╔══
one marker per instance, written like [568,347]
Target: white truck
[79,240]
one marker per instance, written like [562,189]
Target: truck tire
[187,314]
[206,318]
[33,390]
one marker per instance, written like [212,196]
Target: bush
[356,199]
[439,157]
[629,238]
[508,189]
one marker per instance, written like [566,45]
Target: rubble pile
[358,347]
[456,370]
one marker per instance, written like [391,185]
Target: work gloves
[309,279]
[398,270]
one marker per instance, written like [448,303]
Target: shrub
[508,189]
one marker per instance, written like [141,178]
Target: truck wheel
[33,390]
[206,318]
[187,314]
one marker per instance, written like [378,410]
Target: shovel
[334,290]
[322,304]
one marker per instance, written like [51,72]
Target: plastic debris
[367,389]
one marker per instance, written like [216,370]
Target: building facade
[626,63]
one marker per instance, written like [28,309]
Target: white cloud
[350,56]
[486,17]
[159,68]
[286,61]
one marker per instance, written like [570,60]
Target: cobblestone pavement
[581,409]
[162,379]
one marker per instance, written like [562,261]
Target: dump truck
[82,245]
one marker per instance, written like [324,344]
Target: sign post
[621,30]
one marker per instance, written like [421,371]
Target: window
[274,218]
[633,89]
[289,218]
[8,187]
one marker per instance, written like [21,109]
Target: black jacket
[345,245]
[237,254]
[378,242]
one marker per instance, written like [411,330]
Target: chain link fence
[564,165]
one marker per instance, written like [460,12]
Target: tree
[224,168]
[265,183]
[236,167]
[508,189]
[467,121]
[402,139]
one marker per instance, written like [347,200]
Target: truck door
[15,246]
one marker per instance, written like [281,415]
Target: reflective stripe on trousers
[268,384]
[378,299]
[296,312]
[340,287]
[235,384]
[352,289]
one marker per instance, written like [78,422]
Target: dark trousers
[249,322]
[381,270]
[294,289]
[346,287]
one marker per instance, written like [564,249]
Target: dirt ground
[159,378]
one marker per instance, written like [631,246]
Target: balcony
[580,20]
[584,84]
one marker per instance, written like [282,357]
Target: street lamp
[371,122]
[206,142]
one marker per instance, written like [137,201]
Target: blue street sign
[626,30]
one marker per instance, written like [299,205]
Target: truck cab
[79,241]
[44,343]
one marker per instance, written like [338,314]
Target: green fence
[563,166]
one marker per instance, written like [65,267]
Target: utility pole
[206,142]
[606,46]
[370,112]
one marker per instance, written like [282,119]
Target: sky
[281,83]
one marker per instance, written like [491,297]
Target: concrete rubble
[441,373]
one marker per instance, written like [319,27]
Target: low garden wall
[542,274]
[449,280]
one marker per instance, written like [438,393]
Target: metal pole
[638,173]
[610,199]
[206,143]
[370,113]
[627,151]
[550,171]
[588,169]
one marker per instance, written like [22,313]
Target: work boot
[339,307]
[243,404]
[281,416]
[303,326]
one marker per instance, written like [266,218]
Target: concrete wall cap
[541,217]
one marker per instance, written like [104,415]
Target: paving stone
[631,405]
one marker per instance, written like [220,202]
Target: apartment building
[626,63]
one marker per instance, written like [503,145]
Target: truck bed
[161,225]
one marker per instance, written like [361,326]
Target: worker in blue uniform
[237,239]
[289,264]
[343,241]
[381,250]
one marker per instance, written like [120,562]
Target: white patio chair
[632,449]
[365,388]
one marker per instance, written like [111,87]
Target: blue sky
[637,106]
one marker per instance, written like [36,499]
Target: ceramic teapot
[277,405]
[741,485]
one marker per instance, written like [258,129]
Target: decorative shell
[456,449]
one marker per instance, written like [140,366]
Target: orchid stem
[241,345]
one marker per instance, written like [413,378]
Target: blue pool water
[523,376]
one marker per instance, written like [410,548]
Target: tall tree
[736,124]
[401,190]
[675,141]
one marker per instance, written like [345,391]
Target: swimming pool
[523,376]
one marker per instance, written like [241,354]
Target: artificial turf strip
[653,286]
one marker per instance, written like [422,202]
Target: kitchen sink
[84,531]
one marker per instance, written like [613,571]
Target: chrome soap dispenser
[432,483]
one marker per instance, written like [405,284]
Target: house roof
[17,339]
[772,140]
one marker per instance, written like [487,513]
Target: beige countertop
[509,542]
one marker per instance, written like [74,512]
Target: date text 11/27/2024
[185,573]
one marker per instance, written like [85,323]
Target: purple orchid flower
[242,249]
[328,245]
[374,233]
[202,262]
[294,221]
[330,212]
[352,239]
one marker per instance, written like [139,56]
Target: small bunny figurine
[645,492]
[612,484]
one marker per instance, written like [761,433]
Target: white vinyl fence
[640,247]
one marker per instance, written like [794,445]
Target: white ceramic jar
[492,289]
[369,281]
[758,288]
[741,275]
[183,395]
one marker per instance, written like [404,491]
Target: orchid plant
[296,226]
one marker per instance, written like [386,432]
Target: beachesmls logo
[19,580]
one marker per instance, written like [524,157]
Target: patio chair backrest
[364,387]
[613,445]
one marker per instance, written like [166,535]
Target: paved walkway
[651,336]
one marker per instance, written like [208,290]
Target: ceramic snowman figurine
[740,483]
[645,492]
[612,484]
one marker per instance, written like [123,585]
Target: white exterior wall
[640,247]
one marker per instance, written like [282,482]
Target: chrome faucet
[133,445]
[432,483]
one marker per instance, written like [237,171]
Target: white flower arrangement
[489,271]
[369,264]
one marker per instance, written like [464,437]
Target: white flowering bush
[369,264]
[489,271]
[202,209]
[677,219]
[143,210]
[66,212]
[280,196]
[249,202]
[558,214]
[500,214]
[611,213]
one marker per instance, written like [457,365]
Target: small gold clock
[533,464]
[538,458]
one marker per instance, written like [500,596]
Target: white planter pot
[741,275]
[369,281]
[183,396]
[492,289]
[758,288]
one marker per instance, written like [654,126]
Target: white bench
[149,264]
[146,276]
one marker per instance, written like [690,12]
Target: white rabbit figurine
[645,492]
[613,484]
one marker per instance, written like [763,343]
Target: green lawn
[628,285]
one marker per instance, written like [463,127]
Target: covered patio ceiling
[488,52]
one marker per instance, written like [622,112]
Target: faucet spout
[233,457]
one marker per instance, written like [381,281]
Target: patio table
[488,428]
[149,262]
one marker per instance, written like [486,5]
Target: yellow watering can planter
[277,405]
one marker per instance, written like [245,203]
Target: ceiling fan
╚══
#### TASK PROMPT:
Retype every record above exactly as it appears.

#### SOLUTION FOR THIS EXERCISE:
one marker per instance, written like [568,347]
Target: white truck
[79,240]
one marker per instance, written like [562,189]
Target: truck tire
[187,314]
[206,318]
[33,390]
one marker per instance, written like [212,196]
Target: bush
[356,199]
[439,157]
[629,238]
[508,189]
one marker per instance, written like [566,45]
Target: rubble pile
[358,347]
[456,370]
one marker per instance, written like [391,185]
Target: work gloves
[309,279]
[398,270]
one marker per instance, written like [448,303]
Target: shrub
[508,189]
one marker per instance, written like [141,178]
Target: truck wheel
[33,390]
[206,318]
[187,314]
one marker per instance, written like [378,410]
Target: shovel
[334,290]
[322,304]
one marker per instance, written like [51,72]
Target: plastic debris
[367,389]
one marker per instance, written like [216,370]
Target: building facade
[626,63]
one marker per instance, written like [28,309]
Target: white cloud
[350,56]
[486,17]
[159,68]
[286,61]
one marker per instance, written like [570,60]
Target: cobblestone pavement
[581,409]
[162,379]
one marker per instance, written like [562,261]
Target: dump truck
[82,245]
one marker per instance, written like [324,344]
Target: sign post
[621,30]
one marker per instance, written like [421,371]
Target: window
[274,218]
[633,89]
[289,218]
[8,187]
one marker per instance, written like [21,109]
Target: black jacket
[345,245]
[237,254]
[378,242]
one marker per instance, written like [411,330]
Target: chain link fence
[564,165]
one marker per instance, written like [460,12]
Target: tree
[224,168]
[265,183]
[236,167]
[508,189]
[467,121]
[402,139]
one marker per instance, written like [347,200]
Target: truck door
[15,246]
one marker per instance, written like [281,415]
Target: reflective stripe on trousers
[268,384]
[378,299]
[296,312]
[340,287]
[235,384]
[352,289]
one marker per instance, written like [78,422]
Target: dark trousers
[249,322]
[381,270]
[294,289]
[346,287]
one marker per instance, written like [564,249]
Target: dirt ground
[159,378]
one marker per instance, written like [631,246]
Target: balcony
[580,20]
[584,84]
one marker per instance, written like [282,357]
Target: street lamp
[371,122]
[206,142]
one marker per instance, written like [137,201]
Target: blue street sign
[626,30]
one marker per instance, written like [299,205]
Target: truck cab
[79,241]
[44,343]
one marker per instance, written like [338,314]
Target: green fence
[563,166]
one marker per instance, written like [65,267]
Target: utility pole
[206,142]
[606,46]
[370,112]
one marker per instance, written like [282,119]
Target: sky
[281,83]
one marker per instance, written like [491,297]
Target: concrete rubble
[441,373]
one marker per instance, written like [319,27]
Target: low garden wall
[542,274]
[449,280]
one marker per instance, written like [438,393]
Target: metal pole
[638,173]
[610,199]
[206,143]
[370,113]
[627,151]
[550,171]
[588,169]
one marker per instance, written like [22,313]
Target: work boot
[339,307]
[243,404]
[281,416]
[303,326]
one marker per instance, written like [266,218]
Target: concrete wall cap
[541,217]
one marker per instance, written like [104,415]
Target: paving stone
[631,405]
one marker per instance, written like [220,202]
Target: apartment building
[626,63]
one marker per instance, written like [503,145]
Target: truck bed
[161,225]
one marker per instance, written like [361,326]
Target: worker in blue uniform
[237,239]
[289,264]
[343,241]
[381,250]
one marker per instance, written like [120,562]
Target: white patio chair
[632,449]
[365,388]
one marker per instance, written like [111,87]
Target: blue sky
[637,106]
one marker per instance, written like [36,499]
Target: ceramic teapot
[277,405]
[741,485]
one marker per instance, written like [258,129]
Target: decorative shell
[456,449]
one marker per instance, written like [140,366]
Target: orchid stem
[241,345]
one marker per instance, written like [413,378]
Target: blue pool water
[523,376]
one marker per instance, written like [410,548]
Target: tall tree
[736,124]
[401,190]
[675,141]
one marker per instance, written like [345,391]
Target: swimming pool
[523,376]
one marker per instance, written like [241,354]
Target: artificial turf strip
[653,286]
one marker per instance, written like [422,202]
Target: kitchen sink
[84,531]
one marker per instance, written like [613,571]
Target: chrome soap dispenser
[432,483]
one marker per instance, written like [405,284]
Target: house roof
[17,339]
[772,140]
one marker per instance, written like [487,513]
Target: beige countertop
[509,542]
one marker per instance, written like [74,512]
Target: date text 11/27/2024
[185,573]
one marker per instance, written like [85,323]
Target: purple orchid flower
[242,249]
[328,245]
[374,233]
[202,262]
[294,221]
[330,212]
[352,239]
one marker per instance, written like [139,56]
Target: small bunny figurine
[645,492]
[612,484]
one marker per instance, written like [761,433]
Target: white vinyl fence
[640,247]
one marker per instance, written like [794,445]
Target: white ceramic jar
[492,289]
[369,281]
[758,288]
[741,275]
[183,395]
one marker per instance, written like [404,491]
Target: orchid plant
[296,226]
one marker per instance, written like [386,432]
Target: beachesmls logo
[19,580]
one marker per instance, written like [524,157]
Target: patio chair backrest
[364,387]
[613,445]
one marker per instance, written like [166,535]
Target: paved walkway
[651,336]
one marker per instance, written like [208,290]
Target: ceramic snowman figurine
[740,483]
[645,492]
[612,484]
one marker per instance, written like [123,585]
Target: white exterior wall
[640,247]
one marker per instance, written like [282,482]
Target: chrome faucet
[133,445]
[432,483]
one marker per instance, written like [237,171]
Target: white flower arrangement
[489,271]
[369,264]
one marker per instance, written like [464,437]
Target: white flowering bush
[369,264]
[489,271]
[202,209]
[677,219]
[143,210]
[66,212]
[280,196]
[249,202]
[558,214]
[500,214]
[611,213]
one marker per instance, written like [457,365]
Target: small gold clock
[533,464]
[538,458]
one marker per instance, written like [500,596]
Target: white planter pot
[741,275]
[369,281]
[183,396]
[492,289]
[758,288]
one marker per instance, written like [654,126]
Target: white bench
[149,264]
[146,276]
one marker per instance, written like [690,12]
Target: white rabbit figurine
[645,492]
[613,484]
one marker per instance, written like [763,343]
Target: green lawn
[628,285]
one marker per instance, written like [463,127]
Target: covered patio ceiling
[488,52]
one marker per instance, written like [622,112]
Target: faucet spout
[233,457]
one marker per instance, written like [381,281]
Target: patio table
[488,428]
[149,262]
one marker per instance, written like [486,5]
Target: yellow watering can planter
[277,405]
one marker per instance, written like [245,203]
Target: ceiling fan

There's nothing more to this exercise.